↓↓↓

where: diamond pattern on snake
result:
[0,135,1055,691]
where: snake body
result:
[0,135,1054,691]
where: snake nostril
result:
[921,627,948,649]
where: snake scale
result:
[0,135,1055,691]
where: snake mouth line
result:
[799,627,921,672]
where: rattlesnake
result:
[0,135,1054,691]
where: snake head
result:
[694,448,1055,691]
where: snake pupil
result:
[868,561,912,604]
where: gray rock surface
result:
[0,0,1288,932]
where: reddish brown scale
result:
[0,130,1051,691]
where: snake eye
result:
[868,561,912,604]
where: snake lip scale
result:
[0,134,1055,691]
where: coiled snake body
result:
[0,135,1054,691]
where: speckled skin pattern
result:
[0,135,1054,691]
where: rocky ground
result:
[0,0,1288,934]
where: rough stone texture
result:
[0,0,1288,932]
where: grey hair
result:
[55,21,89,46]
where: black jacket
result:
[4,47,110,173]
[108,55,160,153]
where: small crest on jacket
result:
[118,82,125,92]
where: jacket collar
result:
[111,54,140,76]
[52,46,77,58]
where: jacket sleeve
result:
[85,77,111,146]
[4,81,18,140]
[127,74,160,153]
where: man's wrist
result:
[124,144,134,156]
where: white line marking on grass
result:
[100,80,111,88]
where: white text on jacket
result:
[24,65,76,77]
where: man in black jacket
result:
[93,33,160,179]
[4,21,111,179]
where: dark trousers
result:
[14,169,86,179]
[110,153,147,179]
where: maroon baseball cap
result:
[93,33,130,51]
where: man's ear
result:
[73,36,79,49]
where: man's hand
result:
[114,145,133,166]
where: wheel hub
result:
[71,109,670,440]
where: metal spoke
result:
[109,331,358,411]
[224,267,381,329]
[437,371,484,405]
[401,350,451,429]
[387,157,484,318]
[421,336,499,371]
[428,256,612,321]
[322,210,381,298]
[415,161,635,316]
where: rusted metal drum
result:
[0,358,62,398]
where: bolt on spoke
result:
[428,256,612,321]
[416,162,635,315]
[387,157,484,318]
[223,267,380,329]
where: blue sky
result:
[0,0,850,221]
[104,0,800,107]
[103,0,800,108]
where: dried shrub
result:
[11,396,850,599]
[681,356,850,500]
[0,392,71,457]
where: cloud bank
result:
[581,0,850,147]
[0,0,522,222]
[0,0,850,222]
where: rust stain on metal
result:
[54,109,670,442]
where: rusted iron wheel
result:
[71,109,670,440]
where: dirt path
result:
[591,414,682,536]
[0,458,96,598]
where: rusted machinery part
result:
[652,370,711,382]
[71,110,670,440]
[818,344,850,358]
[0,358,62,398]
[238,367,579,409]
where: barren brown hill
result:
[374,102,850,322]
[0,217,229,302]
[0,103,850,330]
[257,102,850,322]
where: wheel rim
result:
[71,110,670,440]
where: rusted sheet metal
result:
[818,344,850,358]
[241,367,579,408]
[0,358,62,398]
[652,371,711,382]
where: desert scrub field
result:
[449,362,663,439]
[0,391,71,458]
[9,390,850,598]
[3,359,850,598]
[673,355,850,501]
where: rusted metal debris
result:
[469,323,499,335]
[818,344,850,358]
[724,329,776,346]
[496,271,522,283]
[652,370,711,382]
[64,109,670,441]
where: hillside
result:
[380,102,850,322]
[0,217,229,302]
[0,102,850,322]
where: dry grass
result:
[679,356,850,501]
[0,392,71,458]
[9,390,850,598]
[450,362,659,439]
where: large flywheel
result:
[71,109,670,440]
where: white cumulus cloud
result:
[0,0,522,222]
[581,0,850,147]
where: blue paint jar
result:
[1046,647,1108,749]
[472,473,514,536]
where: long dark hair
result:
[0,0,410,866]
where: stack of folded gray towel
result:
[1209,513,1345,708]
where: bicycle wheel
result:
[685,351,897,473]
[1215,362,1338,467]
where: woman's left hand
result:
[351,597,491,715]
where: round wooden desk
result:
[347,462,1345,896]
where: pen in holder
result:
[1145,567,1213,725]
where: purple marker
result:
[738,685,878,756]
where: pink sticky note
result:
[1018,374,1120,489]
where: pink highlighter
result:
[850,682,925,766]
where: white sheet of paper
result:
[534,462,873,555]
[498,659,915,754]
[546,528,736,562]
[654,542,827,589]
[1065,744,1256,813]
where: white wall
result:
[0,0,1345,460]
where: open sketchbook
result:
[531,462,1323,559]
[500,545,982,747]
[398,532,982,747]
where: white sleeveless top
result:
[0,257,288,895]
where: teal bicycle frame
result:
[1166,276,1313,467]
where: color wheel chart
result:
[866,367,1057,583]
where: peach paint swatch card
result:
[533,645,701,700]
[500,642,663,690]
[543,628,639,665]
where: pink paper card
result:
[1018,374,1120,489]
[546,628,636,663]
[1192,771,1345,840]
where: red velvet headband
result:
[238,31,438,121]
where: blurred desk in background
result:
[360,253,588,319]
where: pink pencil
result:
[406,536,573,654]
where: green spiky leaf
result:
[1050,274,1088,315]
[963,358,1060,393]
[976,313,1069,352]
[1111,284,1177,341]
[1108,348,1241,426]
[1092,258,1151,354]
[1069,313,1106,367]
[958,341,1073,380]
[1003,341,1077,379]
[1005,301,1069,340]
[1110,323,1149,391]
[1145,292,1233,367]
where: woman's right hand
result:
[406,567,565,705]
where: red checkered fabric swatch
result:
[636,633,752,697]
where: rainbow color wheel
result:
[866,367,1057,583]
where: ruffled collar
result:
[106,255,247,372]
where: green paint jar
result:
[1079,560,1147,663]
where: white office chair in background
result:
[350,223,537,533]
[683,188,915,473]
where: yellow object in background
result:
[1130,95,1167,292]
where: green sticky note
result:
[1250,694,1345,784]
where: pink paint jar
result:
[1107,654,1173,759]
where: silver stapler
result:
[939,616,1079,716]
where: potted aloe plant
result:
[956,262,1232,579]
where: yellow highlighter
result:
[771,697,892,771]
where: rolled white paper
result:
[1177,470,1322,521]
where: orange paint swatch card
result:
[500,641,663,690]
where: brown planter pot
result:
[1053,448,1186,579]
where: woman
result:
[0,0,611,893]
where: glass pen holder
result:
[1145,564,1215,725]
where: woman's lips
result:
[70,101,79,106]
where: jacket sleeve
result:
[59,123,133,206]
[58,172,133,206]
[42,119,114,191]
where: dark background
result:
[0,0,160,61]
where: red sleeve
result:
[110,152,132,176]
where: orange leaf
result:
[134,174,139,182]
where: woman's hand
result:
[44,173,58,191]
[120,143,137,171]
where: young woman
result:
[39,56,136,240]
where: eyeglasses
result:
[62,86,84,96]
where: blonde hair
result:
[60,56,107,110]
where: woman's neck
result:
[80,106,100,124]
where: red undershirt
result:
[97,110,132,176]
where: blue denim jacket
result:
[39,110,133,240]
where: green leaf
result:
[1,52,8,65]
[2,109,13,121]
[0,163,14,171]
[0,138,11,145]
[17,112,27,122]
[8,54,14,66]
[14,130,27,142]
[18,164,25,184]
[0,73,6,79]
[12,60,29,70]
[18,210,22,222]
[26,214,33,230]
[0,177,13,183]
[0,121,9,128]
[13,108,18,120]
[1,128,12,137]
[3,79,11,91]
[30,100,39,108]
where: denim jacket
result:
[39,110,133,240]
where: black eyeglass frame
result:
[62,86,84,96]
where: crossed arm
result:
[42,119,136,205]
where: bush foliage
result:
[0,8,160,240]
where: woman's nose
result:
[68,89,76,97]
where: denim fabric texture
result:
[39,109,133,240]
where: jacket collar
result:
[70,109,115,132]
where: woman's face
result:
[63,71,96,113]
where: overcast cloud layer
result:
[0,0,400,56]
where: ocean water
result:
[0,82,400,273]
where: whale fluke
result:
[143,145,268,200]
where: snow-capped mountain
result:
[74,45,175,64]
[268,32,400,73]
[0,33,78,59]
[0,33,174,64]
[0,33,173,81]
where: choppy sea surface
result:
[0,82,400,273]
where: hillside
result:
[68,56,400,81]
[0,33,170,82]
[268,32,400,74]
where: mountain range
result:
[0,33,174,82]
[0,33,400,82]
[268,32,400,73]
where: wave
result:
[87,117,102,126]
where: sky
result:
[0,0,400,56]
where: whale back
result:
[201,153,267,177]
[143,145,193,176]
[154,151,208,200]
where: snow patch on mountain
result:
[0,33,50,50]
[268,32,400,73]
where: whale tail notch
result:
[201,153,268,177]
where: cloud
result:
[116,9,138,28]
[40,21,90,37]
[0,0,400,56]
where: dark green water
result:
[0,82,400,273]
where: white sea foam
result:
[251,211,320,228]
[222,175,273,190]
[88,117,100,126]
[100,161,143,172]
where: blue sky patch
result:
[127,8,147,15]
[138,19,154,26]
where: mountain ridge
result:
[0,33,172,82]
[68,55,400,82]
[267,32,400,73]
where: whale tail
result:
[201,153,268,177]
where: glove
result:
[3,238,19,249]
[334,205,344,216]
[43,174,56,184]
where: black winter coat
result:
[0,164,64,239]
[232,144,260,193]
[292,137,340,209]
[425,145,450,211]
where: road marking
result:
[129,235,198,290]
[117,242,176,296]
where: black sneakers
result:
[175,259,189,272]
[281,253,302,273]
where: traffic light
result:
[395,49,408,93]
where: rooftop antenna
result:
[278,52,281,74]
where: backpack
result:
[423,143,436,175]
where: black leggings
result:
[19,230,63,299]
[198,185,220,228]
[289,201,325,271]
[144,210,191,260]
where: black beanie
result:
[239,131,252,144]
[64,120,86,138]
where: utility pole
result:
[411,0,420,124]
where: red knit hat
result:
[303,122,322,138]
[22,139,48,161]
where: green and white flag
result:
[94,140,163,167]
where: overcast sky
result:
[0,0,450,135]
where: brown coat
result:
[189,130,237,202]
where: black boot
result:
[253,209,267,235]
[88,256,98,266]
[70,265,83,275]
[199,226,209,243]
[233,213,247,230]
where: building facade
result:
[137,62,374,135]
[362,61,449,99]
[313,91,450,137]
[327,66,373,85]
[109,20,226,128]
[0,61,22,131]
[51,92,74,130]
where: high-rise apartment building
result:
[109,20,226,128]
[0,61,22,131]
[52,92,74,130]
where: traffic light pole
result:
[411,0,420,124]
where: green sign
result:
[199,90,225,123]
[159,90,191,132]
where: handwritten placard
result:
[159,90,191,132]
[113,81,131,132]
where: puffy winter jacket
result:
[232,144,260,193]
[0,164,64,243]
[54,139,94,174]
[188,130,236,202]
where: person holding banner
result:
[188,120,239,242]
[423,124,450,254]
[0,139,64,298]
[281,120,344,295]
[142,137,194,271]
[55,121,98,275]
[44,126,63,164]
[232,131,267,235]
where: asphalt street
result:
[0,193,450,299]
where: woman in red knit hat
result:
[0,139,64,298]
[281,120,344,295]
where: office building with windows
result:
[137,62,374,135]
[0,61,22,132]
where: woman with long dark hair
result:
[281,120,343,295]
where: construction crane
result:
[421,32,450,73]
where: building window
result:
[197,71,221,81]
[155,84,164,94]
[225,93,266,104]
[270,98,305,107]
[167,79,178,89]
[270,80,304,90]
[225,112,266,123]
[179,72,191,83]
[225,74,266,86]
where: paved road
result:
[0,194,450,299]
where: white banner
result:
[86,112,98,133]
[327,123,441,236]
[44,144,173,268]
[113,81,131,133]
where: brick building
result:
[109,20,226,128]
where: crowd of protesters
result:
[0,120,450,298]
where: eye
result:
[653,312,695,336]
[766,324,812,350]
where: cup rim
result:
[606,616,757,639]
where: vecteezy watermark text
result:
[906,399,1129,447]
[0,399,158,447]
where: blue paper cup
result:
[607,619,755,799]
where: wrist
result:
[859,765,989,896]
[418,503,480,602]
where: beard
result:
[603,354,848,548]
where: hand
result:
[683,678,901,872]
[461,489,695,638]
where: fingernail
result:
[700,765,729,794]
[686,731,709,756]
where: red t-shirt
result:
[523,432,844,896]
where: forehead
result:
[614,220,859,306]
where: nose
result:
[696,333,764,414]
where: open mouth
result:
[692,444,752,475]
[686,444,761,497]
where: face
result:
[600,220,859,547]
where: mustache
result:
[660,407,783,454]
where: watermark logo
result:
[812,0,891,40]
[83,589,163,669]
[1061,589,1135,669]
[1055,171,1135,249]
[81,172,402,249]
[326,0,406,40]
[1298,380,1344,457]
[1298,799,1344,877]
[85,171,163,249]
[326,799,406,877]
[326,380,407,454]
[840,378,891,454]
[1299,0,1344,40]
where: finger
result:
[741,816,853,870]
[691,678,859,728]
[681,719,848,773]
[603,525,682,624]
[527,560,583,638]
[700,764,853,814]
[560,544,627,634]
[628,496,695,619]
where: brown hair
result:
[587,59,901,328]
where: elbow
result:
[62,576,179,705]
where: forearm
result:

↑↑↑

What to do
Could you output, character for character, the lines above that begin with the line containing "where: purple marker" and continue through the line containing "[406,536,573,654]"?

Exercise response
where: purple marker
result:
[738,685,878,756]
where: pink sticky note
result:
[1018,374,1120,489]
where: pink highlighter
result:
[850,682,925,766]
where: white sheet of paper
result:
[534,462,873,555]
[498,659,915,754]
[546,528,736,562]
[654,542,827,589]
[1065,744,1256,813]
where: white wall
result:
[0,0,1345,460]
where: open sketchbook
result:
[531,462,1323,559]
[500,545,982,747]
[398,532,982,747]
where: white sleeveless top
result:
[0,257,288,895]
where: teal bicycle frame
result:
[1166,276,1313,467]
where: color wheel chart
result:
[866,367,1057,583]
where: peach paint swatch card
result:
[533,645,701,700]
[500,642,663,690]
[543,628,639,665]
where: pink paper card
result:
[1018,374,1120,489]
[546,628,636,663]
[1192,771,1345,840]
where: red velvet headband
result:
[238,31,438,121]
where: blurred desk in background
result:
[360,253,588,319]
where: pink pencil
result:
[406,536,573,654]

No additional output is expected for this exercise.